··· Entries provided
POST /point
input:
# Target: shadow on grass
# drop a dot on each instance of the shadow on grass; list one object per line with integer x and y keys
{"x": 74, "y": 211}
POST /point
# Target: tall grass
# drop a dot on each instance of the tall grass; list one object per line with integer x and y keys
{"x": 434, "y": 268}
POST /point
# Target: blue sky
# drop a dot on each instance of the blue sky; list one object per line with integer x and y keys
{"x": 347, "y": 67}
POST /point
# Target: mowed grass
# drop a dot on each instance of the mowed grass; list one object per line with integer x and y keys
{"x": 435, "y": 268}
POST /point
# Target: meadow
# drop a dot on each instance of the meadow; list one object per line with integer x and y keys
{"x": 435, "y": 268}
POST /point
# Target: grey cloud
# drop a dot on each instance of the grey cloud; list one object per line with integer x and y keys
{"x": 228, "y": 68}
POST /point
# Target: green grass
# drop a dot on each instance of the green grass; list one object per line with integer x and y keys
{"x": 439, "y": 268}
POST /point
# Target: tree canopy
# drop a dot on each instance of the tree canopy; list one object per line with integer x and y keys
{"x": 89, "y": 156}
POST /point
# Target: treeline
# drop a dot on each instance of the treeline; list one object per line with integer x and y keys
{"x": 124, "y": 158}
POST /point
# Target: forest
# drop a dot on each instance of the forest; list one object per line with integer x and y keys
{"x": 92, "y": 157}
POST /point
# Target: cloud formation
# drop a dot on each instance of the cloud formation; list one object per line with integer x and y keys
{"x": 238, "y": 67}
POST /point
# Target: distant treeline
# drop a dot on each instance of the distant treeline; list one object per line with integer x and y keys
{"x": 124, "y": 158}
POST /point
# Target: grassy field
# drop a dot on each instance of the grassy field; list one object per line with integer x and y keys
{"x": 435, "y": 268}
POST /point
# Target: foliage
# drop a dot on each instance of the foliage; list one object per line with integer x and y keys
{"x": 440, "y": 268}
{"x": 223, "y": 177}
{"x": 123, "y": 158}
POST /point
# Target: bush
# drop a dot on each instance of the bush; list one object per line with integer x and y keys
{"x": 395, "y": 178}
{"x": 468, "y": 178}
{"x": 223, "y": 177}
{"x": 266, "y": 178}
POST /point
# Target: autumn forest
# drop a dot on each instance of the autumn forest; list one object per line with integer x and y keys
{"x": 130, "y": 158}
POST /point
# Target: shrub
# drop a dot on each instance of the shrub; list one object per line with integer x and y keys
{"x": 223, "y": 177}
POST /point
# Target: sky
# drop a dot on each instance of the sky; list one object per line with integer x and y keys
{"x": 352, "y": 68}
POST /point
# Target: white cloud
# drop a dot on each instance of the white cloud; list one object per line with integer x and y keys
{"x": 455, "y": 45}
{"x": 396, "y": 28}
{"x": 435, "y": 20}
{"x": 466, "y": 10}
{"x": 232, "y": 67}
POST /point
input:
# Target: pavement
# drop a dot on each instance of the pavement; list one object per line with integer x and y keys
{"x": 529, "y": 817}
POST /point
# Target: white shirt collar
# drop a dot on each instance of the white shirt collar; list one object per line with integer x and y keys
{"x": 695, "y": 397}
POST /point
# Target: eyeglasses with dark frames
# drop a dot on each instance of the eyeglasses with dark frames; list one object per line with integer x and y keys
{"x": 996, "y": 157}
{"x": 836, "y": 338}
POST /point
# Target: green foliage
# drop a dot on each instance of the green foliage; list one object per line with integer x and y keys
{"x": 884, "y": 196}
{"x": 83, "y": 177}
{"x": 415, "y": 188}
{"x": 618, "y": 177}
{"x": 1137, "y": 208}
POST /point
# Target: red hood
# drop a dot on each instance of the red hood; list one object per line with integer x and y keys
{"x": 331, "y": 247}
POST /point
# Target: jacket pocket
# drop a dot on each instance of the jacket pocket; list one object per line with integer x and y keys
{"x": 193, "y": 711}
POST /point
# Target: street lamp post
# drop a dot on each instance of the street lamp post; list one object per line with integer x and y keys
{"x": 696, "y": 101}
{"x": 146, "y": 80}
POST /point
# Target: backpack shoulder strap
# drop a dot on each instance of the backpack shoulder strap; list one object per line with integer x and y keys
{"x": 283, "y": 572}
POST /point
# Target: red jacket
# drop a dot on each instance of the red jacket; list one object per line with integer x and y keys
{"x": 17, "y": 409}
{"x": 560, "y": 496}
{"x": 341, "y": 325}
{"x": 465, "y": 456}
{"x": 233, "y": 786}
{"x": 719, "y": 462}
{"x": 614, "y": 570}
······
■ What the exercise asks
Extract the listing in its entirety and repeat it exactly.

■ Answer to the exercise
POST /point
input:
# Target: shadow on grass
# drop a dot on each instance of the shadow on grass; list one object per line with integer x and y keys
{"x": 74, "y": 211}
POST /point
# Target: tall grass
# drop a dot on each instance of the tall grass; list one object per line with integer x and y keys
{"x": 434, "y": 268}
POST /point
# Target: blue sky
# drop a dot on each instance of the blue sky; list one object per line with integer x and y keys
{"x": 347, "y": 67}
POST /point
# Target: mowed grass
# drop a dot on each instance of the mowed grass; list one object per line with integer x and y keys
{"x": 435, "y": 268}
POST /point
# Target: meadow
# drop a dot on each instance of the meadow; list one object per line with integer x and y keys
{"x": 435, "y": 268}
POST /point
# Target: grey cloud
# drop a dot on each instance of the grey cloud; list one object per line with integer x and y keys
{"x": 228, "y": 68}
POST /point
# Target: green grass
# drop a dot on each instance of the green grass; list one object per line with integer x and y keys
{"x": 439, "y": 268}
POST /point
# Target: tree canopy
# drop a dot on each instance of the tree canopy; list one object per line with integer x and y keys
{"x": 89, "y": 156}
POST /point
# Target: treeline
# drop a dot on each instance of the treeline; list one object per line with integer x and y keys
{"x": 124, "y": 158}
POST /point
# Target: forest
# drop a dot on each instance of the forest; list one object per line with integer x and y keys
{"x": 92, "y": 157}
POST /point
# Target: cloud formation
# drop a dot on each instance of the cloud formation; list one object per line with integer x and y keys
{"x": 238, "y": 67}
POST /point
# Target: distant treeline
# drop a dot on each instance of the distant treeline; list one object per line with integer x and y keys
{"x": 124, "y": 158}
POST /point
# Target: grassy field
# drop a dot on each instance of the grassy field; list one object per line with integer x and y keys
{"x": 435, "y": 268}
POST /point
# Target: foliage
# drop a dot on each instance of the foliage; list one object per line with integer x and y keys
{"x": 440, "y": 268}
{"x": 223, "y": 177}
{"x": 123, "y": 158}
POST /point
# Target: bush
# drop a dot on each instance of the bush; list one object per line with integer x and y keys
{"x": 395, "y": 178}
{"x": 468, "y": 178}
{"x": 223, "y": 177}
{"x": 266, "y": 178}
POST /point
# Target: autumn forest
# drop a dot on each instance of the autumn forest; list one object per line with integer x and y keys
{"x": 130, "y": 158}
POST /point
# Target: shrub
# drop a dot on each instance of the shrub; list one object per line with integer x and y keys
{"x": 223, "y": 177}
POST /point
# Target: sky
# drop a dot on each instance of the sky; list one object per line with integer x and y keys
{"x": 352, "y": 68}
POST /point
# Target: white cloud
# drop a dot on each instance of the white cloud; list one object per line with integer x and y keys
{"x": 455, "y": 45}
{"x": 396, "y": 28}
{"x": 435, "y": 20}
{"x": 466, "y": 10}
{"x": 232, "y": 67}
POST /point
input:
# Target: pavement
# drop a dot on each instance of the pavement; list one object per line with integer x and y keys
{"x": 529, "y": 817}
POST /point
# Target: white shirt collar
# drop a dot on each instance of the white shirt collar; list one object per line with integer x and y keys
{"x": 695, "y": 397}
POST /point
# Target: eyeglasses with dark frames
# drop a dot on each instance of the eyeglasses with dark frames; list one object per line with integer x and y keys
{"x": 996, "y": 157}
{"x": 836, "y": 338}
POST /point
# Target: green foliage
# drop a dot on each instance of the green foliage; list one object per line with integer x and y keys
{"x": 884, "y": 196}
{"x": 83, "y": 177}
{"x": 415, "y": 188}
{"x": 618, "y": 177}
{"x": 1137, "y": 208}
POST /point
# Target: red hood
# drop a dot on each instance of the red hood; list one object per line with integer x and y keys
{"x": 331, "y": 247}
POST /point
# Target: jacket pocket
# drop a dot on each instance of the jacket pocket; list one object per line with integer x and y keys
{"x": 193, "y": 711}
POST /point
# Target: street lamp post
# drop a dot on each instance of the street lamp post; list one object per line with integer x and y keys
{"x": 696, "y": 101}
{"x": 146, "y": 80}
POST /point
# Target: backpack shoulder strap
# drop a dot on each instance of the backpack shoulder strap; list one object per line with integer x and y keys
{"x": 283, "y": 572}
POST /point
# Target: red jacket
# drop a dot on each instance of the red jacket; list one object per line with integer x and y keys
{"x": 17, "y": 409}
{"x": 560, "y": 496}
{"x": 341, "y": 325}
{"x": 465, "y": 456}
{"x": 233, "y": 786}
{"x": 719, "y": 462}
{"x": 614, "y": 570}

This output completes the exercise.